Given text:
Greenbeard
Gold Member
age discrimination was never a factor in making the best match. If this law passes it will be. Just be honest about it.
What law? Do you have any idea what's going on here?
Let me try and help you out. First of all, understand the basics: almost thirty years ago, the federal government authorized the creation of an Organ Procurement and Transplantation Network (OPTN), to be operated by a private non-profit under contract with the feds. The OPTN's function, put simply, is to allocate organs. Longstanding federal rules require the OPTN's Board of Directors to develop a policy for doing this that, among other things, "Shall be designed to avoid wasting organs, to avoid futile transplants, to promote patient access to transplantation, and to promote the efficient management of organ placement" and "Shall be reviewed periodically and revised as appropriate." You may think this is a death panel but it certainly isn't new; it was established under Reagan almost three decades ago.
Second, understand the concept here. The particular policy under discussion here is about the allocation of kidneys and kidneys alone. Transplants of other organs already take into account relevant factors besides the time a name has been on a list. Kidneys, on the other hand, are handed out rather blindly:
Organ allocation is the process the OPTN uses to determine which transplant candidates are offered which organs. Each organ allocation system attempts to achieve different goals. For example, livers are allocated based on a candidate’s chance of dying while waiting for a transplant. Those candidates at highest risk are transplanted ahead of candidates at lower risk. Lungs are allocated based on the candidate’s chance of dying while waiting for a transplant and also on the chance of dying during the first year following transplant. In this way, the liver and lung allocation systems both attempt to minimize death on the waiting list. The lung allocation system is designed also to maximize survival in the first year after transplant. Kidneys are currently allocated based primarily on how long a candidate has been waiting. This is not how the Kidney allocation system was initially designed. Initially, allocation priority was heavily weighted based on closely a candidate ‘matched’ a kidney by tissue type testing. In the past, closer matching was necessary for acceptable results. With improvement in anti-rejection medications, the priority for tissue typing has been decreased greatly over the last several decades. While the current design of giving most of the priority based on waiting time may be perceived as “fair”, it does not strive to minimize death on the waiting list nor promote maximize survival following transplant. It does not recognize that all candidates do not have the same ability to survive the wait. It does not attempt to match the characteristics of a donor’s kidney to the candidate’s characteristics to promote a long and healthy survival post-transplant. The system can be better and it can be designed to achieve more in the way of health and longevity than it currently does.
Third, understand the genesis of this current development. The OPTN's Board of Directors--those folks charged with devising the allocation policy that should "be reviewed periodically and revised as appropriate"--decided almost six years ago to review and revise their kidney allocation polices (which, as they noted in the quote above, they think aren't particularly good). So they asked their standing Kidney Transplantation Committee to address the issue.
How did this committee go about its work and what did it find?
In an effort to understand the current system’s limitations and opportunities for improvement, the Committee held a series of public hearings, two public forums, gave many presentations to stakeholders, and reviewed hundreds of submitted comments.

Parts of the exercise:
a – List the goals that, according to the post, the federal rules say the OPTN's allocation policy shall be designed to meet.
b – According to the post, what are kidneys currently allocated primarily on?
The data after this point comes from a different source and has no link to the post.

Records shown:

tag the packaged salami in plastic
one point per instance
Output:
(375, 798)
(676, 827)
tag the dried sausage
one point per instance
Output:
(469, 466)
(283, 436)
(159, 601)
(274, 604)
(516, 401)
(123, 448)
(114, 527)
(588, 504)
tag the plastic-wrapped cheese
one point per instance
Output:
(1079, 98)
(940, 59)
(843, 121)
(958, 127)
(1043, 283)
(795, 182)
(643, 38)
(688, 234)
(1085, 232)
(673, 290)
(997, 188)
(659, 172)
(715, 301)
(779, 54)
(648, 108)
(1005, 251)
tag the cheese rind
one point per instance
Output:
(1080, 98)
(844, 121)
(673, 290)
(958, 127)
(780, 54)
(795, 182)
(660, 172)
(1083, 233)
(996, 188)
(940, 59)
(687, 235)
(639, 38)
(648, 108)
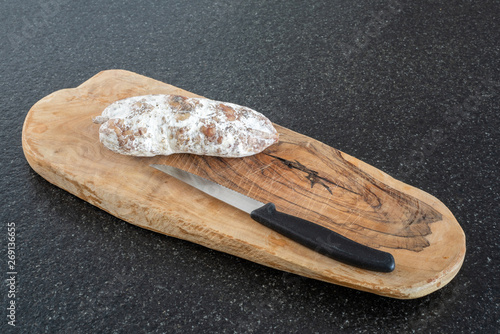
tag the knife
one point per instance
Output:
(306, 233)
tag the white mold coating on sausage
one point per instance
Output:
(152, 125)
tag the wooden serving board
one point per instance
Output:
(302, 176)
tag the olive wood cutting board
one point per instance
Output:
(302, 176)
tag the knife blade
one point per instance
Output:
(304, 232)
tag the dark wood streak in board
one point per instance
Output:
(348, 201)
(60, 143)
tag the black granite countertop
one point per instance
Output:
(410, 88)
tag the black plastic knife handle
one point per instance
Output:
(323, 240)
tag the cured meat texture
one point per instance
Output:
(166, 124)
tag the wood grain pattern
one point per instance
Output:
(300, 175)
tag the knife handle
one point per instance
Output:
(323, 240)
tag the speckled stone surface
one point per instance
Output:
(411, 88)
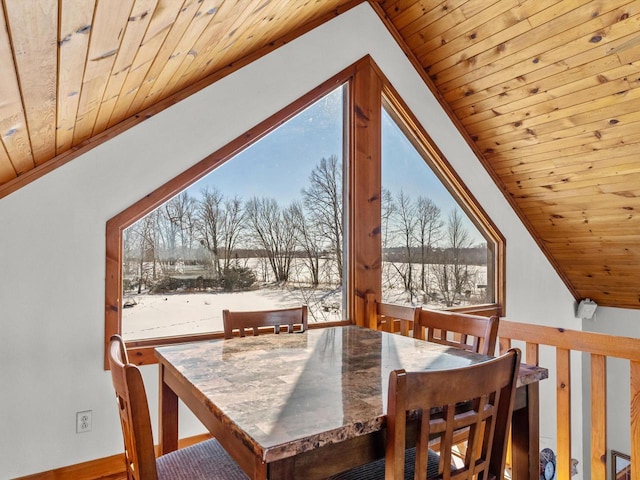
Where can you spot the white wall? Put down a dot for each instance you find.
(52, 245)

Numbered answers:
a –
- Avoid wasting organs
- Avoid futile transplants
- Promote patient access to transplantation
- Promote the efficient management of organ placement

b – How long a candidate has been waiting.